[Region annotation records]
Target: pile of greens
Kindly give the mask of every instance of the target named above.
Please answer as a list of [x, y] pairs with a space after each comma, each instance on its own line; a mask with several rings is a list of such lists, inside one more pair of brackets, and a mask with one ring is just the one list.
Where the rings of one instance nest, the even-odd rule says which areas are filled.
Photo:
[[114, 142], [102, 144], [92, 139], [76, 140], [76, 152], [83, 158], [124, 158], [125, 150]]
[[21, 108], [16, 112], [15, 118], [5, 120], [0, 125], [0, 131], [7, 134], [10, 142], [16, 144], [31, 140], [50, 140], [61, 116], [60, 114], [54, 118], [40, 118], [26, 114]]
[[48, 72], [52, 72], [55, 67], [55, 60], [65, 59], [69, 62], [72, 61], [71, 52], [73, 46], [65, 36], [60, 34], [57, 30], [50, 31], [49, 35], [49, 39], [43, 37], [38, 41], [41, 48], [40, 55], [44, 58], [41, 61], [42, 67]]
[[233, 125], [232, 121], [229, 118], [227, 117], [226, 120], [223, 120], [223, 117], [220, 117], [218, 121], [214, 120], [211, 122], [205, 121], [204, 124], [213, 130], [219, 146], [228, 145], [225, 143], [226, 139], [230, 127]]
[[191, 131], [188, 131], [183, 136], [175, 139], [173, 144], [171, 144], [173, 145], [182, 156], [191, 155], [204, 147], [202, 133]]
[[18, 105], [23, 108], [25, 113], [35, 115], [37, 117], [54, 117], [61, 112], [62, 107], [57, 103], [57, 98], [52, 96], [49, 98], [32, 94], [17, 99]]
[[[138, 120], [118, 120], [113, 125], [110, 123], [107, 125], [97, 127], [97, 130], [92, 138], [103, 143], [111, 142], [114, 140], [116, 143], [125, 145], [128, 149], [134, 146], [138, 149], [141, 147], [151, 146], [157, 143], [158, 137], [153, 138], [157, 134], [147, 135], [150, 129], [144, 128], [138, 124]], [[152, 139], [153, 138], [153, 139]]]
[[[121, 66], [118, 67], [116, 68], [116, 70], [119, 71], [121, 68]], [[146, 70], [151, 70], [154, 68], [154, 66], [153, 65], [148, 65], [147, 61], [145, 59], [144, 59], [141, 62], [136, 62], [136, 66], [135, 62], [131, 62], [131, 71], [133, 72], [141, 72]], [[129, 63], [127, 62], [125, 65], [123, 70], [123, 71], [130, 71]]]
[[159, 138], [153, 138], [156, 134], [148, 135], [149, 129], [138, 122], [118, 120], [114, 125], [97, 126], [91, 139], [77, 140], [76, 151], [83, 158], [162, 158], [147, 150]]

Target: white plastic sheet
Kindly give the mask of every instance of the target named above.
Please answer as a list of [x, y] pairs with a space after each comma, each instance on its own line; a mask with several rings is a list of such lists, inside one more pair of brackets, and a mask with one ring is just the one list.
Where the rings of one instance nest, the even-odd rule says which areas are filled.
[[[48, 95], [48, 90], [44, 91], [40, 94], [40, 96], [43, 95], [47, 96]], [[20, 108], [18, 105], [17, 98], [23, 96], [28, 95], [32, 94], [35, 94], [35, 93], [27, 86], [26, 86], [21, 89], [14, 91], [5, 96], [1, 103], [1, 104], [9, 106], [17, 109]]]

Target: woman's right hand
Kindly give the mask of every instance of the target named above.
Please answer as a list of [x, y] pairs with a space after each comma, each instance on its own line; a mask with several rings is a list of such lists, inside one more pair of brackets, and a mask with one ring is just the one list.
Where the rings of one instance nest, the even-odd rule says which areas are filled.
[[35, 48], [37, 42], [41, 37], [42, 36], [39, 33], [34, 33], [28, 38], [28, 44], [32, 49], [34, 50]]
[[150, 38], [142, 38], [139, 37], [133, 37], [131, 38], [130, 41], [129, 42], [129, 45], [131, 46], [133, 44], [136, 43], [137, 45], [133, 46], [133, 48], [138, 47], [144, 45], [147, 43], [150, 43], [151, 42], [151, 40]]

### EXERCISE OBJECTIVE
Reproduce every line of the records above, unchanged and in the same order.

### FULL SOLUTION
Target: pile of greens
Kindly give the mask of every instance of the target named above.
Please answer as a list of [x, y] pairs with a space after each comma, each instance on its own line; a mask with several rings is a list of such lists, inside one more pair of brackets, and a mask with one ring is just the one list.
Where the rings of one instance nest, the even-odd rule says which areas are filled.
Photo:
[[114, 142], [102, 144], [92, 139], [76, 140], [76, 152], [83, 158], [124, 158], [125, 150]]
[[21, 108], [16, 112], [15, 118], [5, 120], [0, 125], [0, 131], [7, 134], [10, 142], [16, 144], [31, 140], [50, 140], [61, 116], [60, 114], [54, 118], [40, 118], [26, 114]]
[[48, 72], [52, 72], [55, 67], [55, 60], [65, 59], [69, 62], [72, 61], [71, 52], [73, 46], [65, 36], [60, 34], [57, 30], [50, 31], [49, 35], [49, 39], [43, 37], [38, 41], [41, 48], [40, 55], [44, 58], [41, 61], [42, 67]]
[[233, 125], [232, 121], [229, 118], [227, 117], [226, 120], [223, 120], [223, 117], [220, 117], [218, 121], [214, 120], [211, 122], [205, 121], [204, 124], [213, 130], [219, 146], [228, 145], [225, 143], [226, 139], [230, 127]]
[[191, 131], [188, 131], [183, 136], [175, 139], [173, 144], [171, 144], [173, 145], [182, 156], [191, 155], [204, 147], [202, 133]]
[[18, 105], [23, 108], [25, 113], [35, 115], [37, 117], [54, 117], [61, 112], [62, 107], [57, 103], [57, 98], [52, 96], [49, 98], [32, 94], [17, 99]]
[[[138, 120], [118, 120], [113, 125], [110, 123], [107, 125], [97, 127], [97, 130], [92, 138], [103, 143], [111, 142], [114, 140], [116, 143], [125, 145], [128, 149], [134, 146], [138, 149], [141, 147], [151, 146], [157, 143], [158, 137], [153, 138], [157, 134], [147, 135], [150, 129], [144, 128], [138, 124]], [[152, 139], [153, 138], [153, 139]]]
[[[121, 66], [118, 67], [116, 68], [116, 70], [119, 71], [121, 68]], [[146, 70], [151, 70], [154, 68], [154, 66], [153, 65], [148, 65], [147, 61], [145, 59], [144, 59], [141, 62], [136, 62], [136, 66], [135, 62], [131, 62], [131, 71], [133, 72], [141, 72]], [[129, 63], [127, 62], [125, 65], [123, 70], [123, 71], [130, 71]]]
[[159, 138], [153, 138], [156, 134], [148, 135], [149, 129], [138, 122], [118, 120], [114, 125], [97, 126], [91, 139], [77, 140], [76, 151], [83, 158], [162, 158], [147, 150]]

Target: white plastic sheet
Kindly give the mask of every instance of the target named above.
Please answer as a list of [x, y] pairs with a space after each comma, each instance on its own line; a mask with several rings is a list of such lists, inside one more pair of brackets, and a mask with one ring is just the one list.
Where the rings of one instance nest, the even-odd rule says which areas are filled.
[[[48, 95], [48, 90], [44, 91], [40, 94], [40, 96], [43, 95], [47, 96]], [[20, 108], [18, 105], [17, 98], [23, 96], [28, 95], [32, 94], [35, 94], [35, 93], [27, 86], [26, 86], [21, 89], [14, 91], [5, 96], [1, 103], [1, 104], [9, 106], [17, 109]]]

Target: woman's right hand
Kindly give the mask of every instance of the target named above.
Please answer as a list of [x, y] pairs with a space after each comma, each instance on its own line; a mask with several rings is a list of such lists, inside one more pair of brackets, and a mask with one ring is just the one list.
Where the rings of one instance nest, the even-odd rule says which areas are filled.
[[35, 48], [37, 42], [41, 37], [42, 36], [39, 33], [34, 33], [28, 38], [28, 44], [32, 49], [34, 50]]
[[150, 38], [142, 38], [139, 37], [133, 37], [131, 38], [130, 41], [129, 42], [129, 45], [131, 46], [133, 44], [136, 43], [137, 45], [133, 46], [133, 48], [138, 47], [144, 45], [147, 43], [150, 43], [151, 42], [151, 40]]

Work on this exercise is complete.